▶ _Listing_
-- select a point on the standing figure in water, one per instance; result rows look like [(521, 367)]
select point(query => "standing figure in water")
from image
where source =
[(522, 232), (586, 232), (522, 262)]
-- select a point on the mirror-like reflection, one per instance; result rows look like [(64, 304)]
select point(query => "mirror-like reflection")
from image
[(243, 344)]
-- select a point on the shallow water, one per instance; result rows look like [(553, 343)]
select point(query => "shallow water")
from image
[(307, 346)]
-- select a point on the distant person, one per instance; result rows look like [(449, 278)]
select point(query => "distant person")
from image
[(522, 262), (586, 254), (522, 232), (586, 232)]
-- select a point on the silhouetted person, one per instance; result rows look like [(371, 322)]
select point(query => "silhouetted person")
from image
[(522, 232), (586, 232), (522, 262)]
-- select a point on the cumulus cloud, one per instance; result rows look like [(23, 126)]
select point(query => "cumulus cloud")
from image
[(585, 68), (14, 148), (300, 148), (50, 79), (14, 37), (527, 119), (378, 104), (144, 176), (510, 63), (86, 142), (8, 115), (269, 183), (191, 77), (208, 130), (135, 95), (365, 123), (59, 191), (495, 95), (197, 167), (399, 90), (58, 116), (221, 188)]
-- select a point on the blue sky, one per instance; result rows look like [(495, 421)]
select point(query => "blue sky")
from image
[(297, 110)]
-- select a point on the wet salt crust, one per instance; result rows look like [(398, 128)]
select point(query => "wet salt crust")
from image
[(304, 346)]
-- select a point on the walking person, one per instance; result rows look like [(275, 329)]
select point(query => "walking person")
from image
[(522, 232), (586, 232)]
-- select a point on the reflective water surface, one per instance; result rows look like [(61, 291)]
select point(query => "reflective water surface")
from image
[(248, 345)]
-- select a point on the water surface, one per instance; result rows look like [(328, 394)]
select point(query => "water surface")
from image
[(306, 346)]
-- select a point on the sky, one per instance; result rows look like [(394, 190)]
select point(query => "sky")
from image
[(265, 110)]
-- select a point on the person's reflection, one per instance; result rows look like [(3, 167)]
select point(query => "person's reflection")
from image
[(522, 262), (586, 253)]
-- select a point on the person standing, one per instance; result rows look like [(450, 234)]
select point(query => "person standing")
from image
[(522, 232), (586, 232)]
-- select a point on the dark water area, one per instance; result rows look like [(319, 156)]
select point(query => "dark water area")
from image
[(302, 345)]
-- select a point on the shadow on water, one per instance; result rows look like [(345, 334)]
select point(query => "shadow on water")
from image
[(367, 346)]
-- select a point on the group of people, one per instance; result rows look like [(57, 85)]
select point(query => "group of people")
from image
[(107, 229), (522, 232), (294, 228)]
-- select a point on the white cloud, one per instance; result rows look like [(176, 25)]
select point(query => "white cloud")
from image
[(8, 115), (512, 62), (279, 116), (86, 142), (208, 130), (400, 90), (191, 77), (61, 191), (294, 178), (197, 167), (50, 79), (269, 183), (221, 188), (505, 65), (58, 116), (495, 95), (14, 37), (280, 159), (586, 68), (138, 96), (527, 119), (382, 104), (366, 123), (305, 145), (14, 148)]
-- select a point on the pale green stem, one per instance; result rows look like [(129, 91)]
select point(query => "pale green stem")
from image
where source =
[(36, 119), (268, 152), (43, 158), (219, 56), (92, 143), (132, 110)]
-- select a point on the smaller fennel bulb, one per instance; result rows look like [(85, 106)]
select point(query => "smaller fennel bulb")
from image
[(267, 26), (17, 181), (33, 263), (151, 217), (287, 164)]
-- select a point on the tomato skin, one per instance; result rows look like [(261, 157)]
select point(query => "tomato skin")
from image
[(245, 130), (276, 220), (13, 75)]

▶ _Work required_
Please convert the lines above into a numbered list, leaving out any blank lines.

▶ _Exercise response_
1. -- select a point on the standing figure in water, one per instance; result rows look like [(521, 367)]
2. select point(query => "standing figure in water")
3. from image
4. where source =
5. [(522, 232), (586, 232), (522, 262)]
6. -- select a point on the mirror-like reflection, one per instance; result rows look like [(64, 304)]
7. select point(query => "mirror-like reflection")
8. from image
9. [(243, 344)]
10. -- select a point on the shallow water, one per instance; result rows look like [(553, 343)]
11. select point(query => "shallow water")
12. from image
13. [(307, 346)]
14. -- select a point on the distant person, one per instance; result rows look like [(449, 278)]
15. select point(query => "distant person")
16. from image
17. [(522, 262), (586, 254), (522, 232), (586, 232)]
18. -- select a point on the silhouetted person, one per instance; result rows look like [(371, 322)]
19. select point(query => "silhouetted person")
20. from image
21. [(522, 232), (586, 232), (522, 262)]
22. -- select a point on the cumulus cloud, one per instance; result rows look like [(23, 126)]
23. select point(query => "cumulus cloud")
24. from image
25. [(585, 68), (14, 148), (300, 148), (50, 79), (14, 37), (527, 119), (378, 104), (144, 176), (510, 63), (86, 142), (8, 115), (269, 183), (191, 77), (208, 130), (135, 95), (365, 123), (59, 191), (495, 95), (197, 167), (399, 90), (58, 116), (221, 188)]
26. -- select a point on the blue sky, one per instance; result rows look like [(495, 421)]
27. select point(query => "blue sky")
28. from image
29. [(297, 110)]
30. -- select a point on the wet salt crust, one per instance; result rows look like [(398, 128)]
31. select point(query => "wet salt crust")
32. from image
33. [(304, 346)]
34. -- select a point on the walking person, one per instance; result rows look like [(275, 329)]
35. select point(query => "walking person")
36. from image
37. [(522, 232), (586, 232)]
38. -- select a point on the reflective water surface, one per instance; result rows look like [(61, 291)]
39. select point(query => "reflective water surface")
40. from image
41. [(248, 345)]
42. -- select a point on the water surface, one per instance; result rows look like [(328, 394)]
43. select point(query => "water surface")
44. from image
45. [(306, 346)]
46. -- select a point on the sky, one per instance; result rows look like [(394, 190)]
47. select point(query => "sky")
48. from image
49. [(265, 110)]
50. -- select a point on the person's reflection, one per instance; result rows look like [(3, 167)]
51. select point(query => "person's reflection")
52. from image
53. [(522, 262), (586, 253)]
54. -- select a point on the person standing, one per instance; result rows look like [(450, 234)]
55. select point(query => "person standing")
56. from image
57. [(522, 232), (586, 232)]
58. -- select a point on the dark water area, one per instance; result rows look like [(319, 156)]
59. select point(query => "dark water area")
60. from image
61. [(302, 345)]
62. -- select a point on the shadow on water, one per instance; result rows look like [(345, 334)]
63. select point(query => "shadow on water")
64. from image
65. [(367, 346)]
66. -- select a point on the group of people, one per instance; result rows look like [(57, 85)]
67. select point(query => "group of people")
68. from image
69. [(107, 229), (522, 232), (294, 228)]
70. -- select a point on the white cloud, one per instance; result rows look like [(176, 25)]
71. select point(query => "white cloud")
72. from image
73. [(8, 115), (512, 62), (279, 116), (86, 142), (208, 130), (400, 90), (191, 77), (61, 191), (294, 178), (197, 167), (50, 79), (269, 183), (221, 188), (505, 65), (58, 116), (495, 95), (14, 37), (280, 159), (586, 68), (138, 96), (527, 119), (382, 104), (366, 123), (305, 145), (14, 148)]
74. -- select a point on the pale green stem, one per instance; result rows look like [(129, 91)]
75. select point(query => "pale green stem")
76. from image
77. where source =
78. [(36, 119), (268, 152), (43, 158), (219, 56), (92, 143), (132, 110)]
79. -- select a point on the smaller fennel bulb, one per instance; result rows look like [(85, 106)]
80. select point(query => "smaller fennel bulb")
81. from image
82. [(267, 26), (17, 181), (33, 263), (151, 217), (287, 164)]
83. -- select a point on the tomato skin, one per instance; result rows look like [(261, 157)]
84. select point(query => "tomato skin")
85. from image
86. [(245, 130), (276, 220), (13, 75)]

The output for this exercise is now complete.